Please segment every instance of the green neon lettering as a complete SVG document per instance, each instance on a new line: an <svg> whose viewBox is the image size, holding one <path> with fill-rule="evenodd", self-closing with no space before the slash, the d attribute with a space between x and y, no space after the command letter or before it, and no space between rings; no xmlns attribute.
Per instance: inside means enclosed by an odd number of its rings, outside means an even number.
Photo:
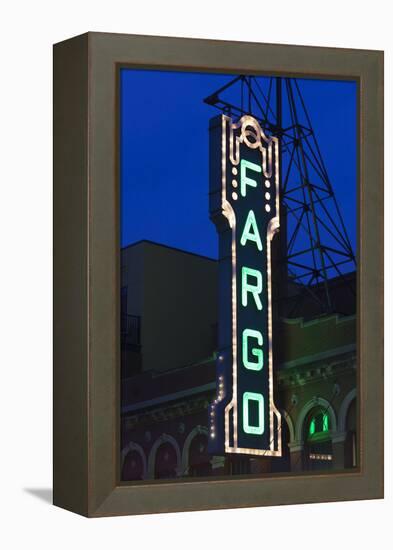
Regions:
<svg viewBox="0 0 393 550"><path fill-rule="evenodd" d="M252 348L251 354L257 358L256 361L249 361L248 359L248 339L256 338L258 345L263 345L263 336L259 330L253 330L251 328L245 328L243 330L242 342L243 342L243 365L249 370L261 370L263 368L263 351L260 348Z"/></svg>
<svg viewBox="0 0 393 550"><path fill-rule="evenodd" d="M252 232L250 230L252 230ZM248 213L246 223L244 224L243 234L240 239L240 244L245 246L247 241L253 241L256 243L258 250L262 250L262 241L253 210L250 210Z"/></svg>
<svg viewBox="0 0 393 550"><path fill-rule="evenodd" d="M240 194L245 197L247 194L246 186L256 187L257 182L247 176L247 169L254 170L254 172L262 172L262 168L258 164L254 164L249 160L242 159L240 161Z"/></svg>
<svg viewBox="0 0 393 550"><path fill-rule="evenodd" d="M248 282L248 277L254 277L256 279L256 284L252 285ZM262 309L262 302L259 297L262 292L262 273L257 269L251 269L251 267L242 267L242 305L247 306L248 300L247 295L251 292L254 297L255 305L257 309Z"/></svg>
<svg viewBox="0 0 393 550"><path fill-rule="evenodd" d="M256 426L251 426L249 421L249 402L256 401L258 403L258 423ZM246 434L261 435L265 431L264 418L264 399L260 393L252 393L249 391L243 394L243 429Z"/></svg>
● ● ● ●
WHAT IS NEEDED. State the number of lines in the data that carry "instance", and add nothing to it.

EXERCISE OUTPUT. 2